Change every "pixel position" in the data below to "pixel coordinate" and leave the rest as is.
═══ RECORD EXTRACTS ═══
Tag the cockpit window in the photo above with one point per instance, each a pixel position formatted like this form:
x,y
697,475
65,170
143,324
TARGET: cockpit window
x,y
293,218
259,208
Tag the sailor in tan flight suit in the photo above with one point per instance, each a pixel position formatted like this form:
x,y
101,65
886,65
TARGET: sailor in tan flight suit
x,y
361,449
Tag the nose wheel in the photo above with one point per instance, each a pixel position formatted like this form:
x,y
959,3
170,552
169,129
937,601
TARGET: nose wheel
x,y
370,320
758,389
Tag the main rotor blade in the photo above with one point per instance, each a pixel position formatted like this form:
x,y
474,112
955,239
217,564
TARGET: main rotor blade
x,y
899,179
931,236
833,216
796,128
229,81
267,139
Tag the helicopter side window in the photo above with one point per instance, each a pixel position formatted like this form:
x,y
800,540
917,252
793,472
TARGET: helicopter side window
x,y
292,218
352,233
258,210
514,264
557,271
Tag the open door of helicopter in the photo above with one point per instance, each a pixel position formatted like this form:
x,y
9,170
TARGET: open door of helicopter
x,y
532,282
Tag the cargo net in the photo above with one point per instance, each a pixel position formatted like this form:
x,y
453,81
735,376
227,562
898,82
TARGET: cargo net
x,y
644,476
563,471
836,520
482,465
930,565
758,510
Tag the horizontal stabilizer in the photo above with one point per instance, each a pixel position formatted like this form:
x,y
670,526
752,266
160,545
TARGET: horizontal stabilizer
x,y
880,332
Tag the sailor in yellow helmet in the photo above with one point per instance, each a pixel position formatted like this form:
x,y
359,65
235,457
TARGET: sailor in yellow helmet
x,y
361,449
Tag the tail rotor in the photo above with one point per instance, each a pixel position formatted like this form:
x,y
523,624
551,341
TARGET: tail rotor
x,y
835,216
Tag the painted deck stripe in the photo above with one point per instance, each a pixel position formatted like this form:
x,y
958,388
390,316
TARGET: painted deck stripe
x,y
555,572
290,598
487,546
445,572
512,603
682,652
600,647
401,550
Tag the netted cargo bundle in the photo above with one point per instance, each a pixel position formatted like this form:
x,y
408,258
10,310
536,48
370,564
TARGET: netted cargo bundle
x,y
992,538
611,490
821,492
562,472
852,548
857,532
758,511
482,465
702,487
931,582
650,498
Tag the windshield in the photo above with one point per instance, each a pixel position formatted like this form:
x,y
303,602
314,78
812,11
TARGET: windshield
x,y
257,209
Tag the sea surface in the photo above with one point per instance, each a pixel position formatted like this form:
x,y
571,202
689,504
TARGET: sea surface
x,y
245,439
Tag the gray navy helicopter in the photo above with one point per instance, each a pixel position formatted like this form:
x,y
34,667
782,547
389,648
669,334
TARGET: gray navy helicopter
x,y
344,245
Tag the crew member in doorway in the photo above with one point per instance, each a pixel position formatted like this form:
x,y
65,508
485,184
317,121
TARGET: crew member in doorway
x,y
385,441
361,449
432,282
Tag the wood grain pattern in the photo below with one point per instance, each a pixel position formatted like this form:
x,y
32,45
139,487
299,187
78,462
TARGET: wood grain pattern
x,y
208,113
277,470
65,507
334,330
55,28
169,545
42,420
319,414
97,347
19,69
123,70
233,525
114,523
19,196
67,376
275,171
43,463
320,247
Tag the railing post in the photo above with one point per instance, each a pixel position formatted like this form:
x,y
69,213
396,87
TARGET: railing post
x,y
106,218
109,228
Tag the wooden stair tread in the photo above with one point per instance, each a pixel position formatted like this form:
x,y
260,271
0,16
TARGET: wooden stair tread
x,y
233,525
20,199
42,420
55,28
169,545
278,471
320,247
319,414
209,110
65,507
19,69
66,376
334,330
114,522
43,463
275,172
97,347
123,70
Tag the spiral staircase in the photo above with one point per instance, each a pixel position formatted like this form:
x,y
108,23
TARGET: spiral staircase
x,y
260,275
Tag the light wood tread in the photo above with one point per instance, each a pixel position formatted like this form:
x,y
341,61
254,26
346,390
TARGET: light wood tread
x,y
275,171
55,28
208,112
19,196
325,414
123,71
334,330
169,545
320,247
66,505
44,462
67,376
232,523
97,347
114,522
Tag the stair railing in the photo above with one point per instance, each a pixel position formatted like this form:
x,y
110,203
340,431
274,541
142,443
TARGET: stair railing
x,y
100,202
═══
EXERCISE ANSWER:
Tag the cockpit window in the photo above with one point per instance, each a pixel coordinate formatted like this form:
x,y
697,475
65,170
143,324
TARGET: cockpit window
x,y
293,218
259,208
Tag the sailor in tan flight suit in the photo above with one point per instance, each a pixel coordinate formatted like this form:
x,y
101,65
886,65
TARGET: sailor in tan flight suit
x,y
361,449
Tag the nose wheel in the photo above with one point per instance, each a pixel coordinate formatted like this form:
x,y
959,3
170,552
169,129
937,601
TARGET: nose wheel
x,y
370,320
758,389
Tag the main rotor blade in the photo above with one point per instance, each a pixel coordinate formatted like this form:
x,y
474,112
955,239
217,564
TARGET: main rotor blade
x,y
899,179
931,236
833,216
796,128
229,81
267,139
Tag the helicopter side window in the photo above with one point per instance, each a pixel coordinate formatted like this form:
x,y
800,540
917,252
793,472
TARGET: helicopter side window
x,y
292,218
352,233
258,210
514,264
557,271
Tag the open door of helicopter in the photo above with one point per instance, each a pixel coordinate formatted like this form:
x,y
9,170
TARGET: open door of helicopter
x,y
532,282
Tag the cargo net in the photo above with one point per instance, each a pixel coordinate formatted like this form:
x,y
453,81
735,376
227,562
898,82
TARGET: cargo net
x,y
644,476
563,471
836,520
482,465
930,565
758,510
Tag the horizontal stabilizer in the photo above with one point per instance, each a pixel coordinate formatted like this form:
x,y
670,526
752,266
160,545
TARGET: horizontal stabilizer
x,y
880,332
Tag the sailor in yellow helmet in the photo above with one point per instance, each a pixel coordinate formatted like this form:
x,y
359,65
235,457
TARGET: sailor in yellow helmet
x,y
361,449
Tag the tail rotor in the photo above with one point per instance, each a pixel coordinate formatted like this form:
x,y
523,624
551,341
TARGET: tail rotor
x,y
835,216
Tag the painted deck stripe in the photo above with one point per instance, each a pixel coordinate formatted like this form:
x,y
958,388
390,316
TARGET: painted deck stripe
x,y
555,572
290,598
487,546
445,572
512,603
682,652
600,647
401,550
Tag the netted cargo bundle in the photo above with one point per instance, each a pixel coordinate formatted like this form:
x,y
408,258
10,310
536,48
370,564
TARGET: netted cargo bundle
x,y
992,538
611,490
821,492
562,472
852,548
857,532
758,511
482,465
702,487
931,582
650,498
Tag the windshield in the photo above with one point per instance, each a pixel coordinate formatted like this form:
x,y
303,602
314,78
812,11
TARGET: windshield
x,y
257,209
Tag the sea surface in the photo above with one point per instance, each a pixel coordinate formatted like this form:
x,y
571,202
689,504
TARGET: sea surface
x,y
245,439
Tag the gray navy helicopter in the photo above with one point per instance, each a pixel coordinate formatted like this form:
x,y
34,667
782,547
389,648
669,334
TARGET: gray navy helicopter
x,y
344,245
Tag the crew member in doorway in the photo above with one point per instance, each a pixel coordinate formatted like this form:
x,y
65,508
485,184
317,121
TARGET: crew member in doorway
x,y
385,441
361,449
432,282
Tag the wood grain pattern in the photo below with one point per instance, each a pixel coordinate formatted like this form:
x,y
32,45
139,487
299,187
78,462
TARGET: wood grain pattern
x,y
208,113
277,470
65,507
334,330
55,28
169,545
42,420
319,414
97,347
19,69
123,70
233,525
114,523
19,196
67,376
275,171
43,463
320,247
Tag the railing post in the photo above with one point per instance, each a pixel coordinate formatted like this form:
x,y
69,213
396,87
TARGET: railing post
x,y
106,218
109,228
Tag the wooden stair tread in the photo above with one point per instance, each a pixel coordinate formatted like this form:
x,y
260,271
0,16
TARGET: wooden stair tread
x,y
233,525
20,199
42,420
55,28
169,545
278,471
320,247
319,414
209,110
65,507
19,69
66,376
334,330
114,522
43,463
275,172
97,347
123,70
Tag the spiral staircase in the photo above with one point per instance, each a pixel coordinate formatted like this form:
x,y
108,23
TARGET: spiral staircase
x,y
260,275
Tag the light wood tread in the photo above with one point per instance, each a pixel coordinate formatted like this form:
x,y
341,61
254,26
346,390
TARGET: light wood tread
x,y
275,171
55,28
208,112
19,196
325,414
123,71
334,330
169,545
320,247
66,505
44,462
67,376
232,523
97,347
114,522
Tag the stair railing in the photo above with one point per instance, each a pixel coordinate formatted like this form:
x,y
110,203
340,431
274,541
142,443
TARGET: stair railing
x,y
100,202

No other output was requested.